━━━━━ Quoted passage ━━━━━
Fundamentals of Due Diligence for Houses

Due diligence is the most boring part of real estate investment that is often overlooked. Unfortunately, that is when it comes back to bite you. Proper due diligence is absolutely vital to avoid making huge mistakes. Unfortunately, almost every investor I know (including myself) has learned this the hard way.

Once you get a property under contract, you will generally have 30 days to close and 10 to 15 days to inspect, at which time if you back out, you should be able to get your earnest money. This is negotiable and varies, so make sure you are aware of what your time table is up front.

Also, remember there can always be too much of a good thing. If you are in a volume business and buy some 10 houses a month, missing something during due diligence from time to time is the cost of doing business. Of course, you should still do due diligence, but if thorough due diligence bogs down acquisition, it becomes counterproductive.

On the other side of things, if you buy one a month or so, there is no messing around. That one has to be good, so very thorough due diligence becomes nonnegotiable.

For thorough due diligence, you will need to get the water, electricity and gas turned on if they are off. You want to make sure the HVAC system and electrical work and that there are no plumbing leaks. Key things to look for:

- Dry rot or signs of pest damage

- Plumbing leaks or galvanized plumbing (it often rusts)

- Fuse boxes (you will probably want to replace with an electrical pnel)

- Large cracks in the foundation wall or movement. If it is more than three inches that is concerning and you should get an expert out there to inspect it. There should be piers in the basement if the foundation is moving at all.

- Roof leaks or substantial roof damage (this often requires getting on the roof to verify)

- Old HVAC (it is probably near the end of its useful life, even if it is still working)
━━━━━ Supplied information ━━━━━
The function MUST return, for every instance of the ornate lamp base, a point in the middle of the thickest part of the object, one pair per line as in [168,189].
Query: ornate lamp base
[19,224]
━━━━━
Written task |
Copy out the house due diligence text word for word, starting at "Also, remember there" and ending at "an electrical pnel)".

Task solution |
Also, remember there can always be too much of a good thing. If you are in a volume business and buy some 10 houses a month, missing something during due diligence from time to time is the cost of doing business. Of course, you should still do due diligence, but if thorough due diligence bogs down acquisition, it becomes counterproductive.

On the other side of things, if you buy one a month or so, there is no messing around. That one has to be good, so very thorough due diligence becomes nonnegotiable.

For thorough due diligence, you will need to get the water, electricity and gas turned on if they are off. You want to make sure the HVAC system and electrical work and that there are no plumbing leaks. Key things to look for:

- Dry rot or signs of pest damage

- Plumbing leaks or galvanized plumbing (it often rusts)

- Fuse boxes (you will probably want to replace with an electrical pnel)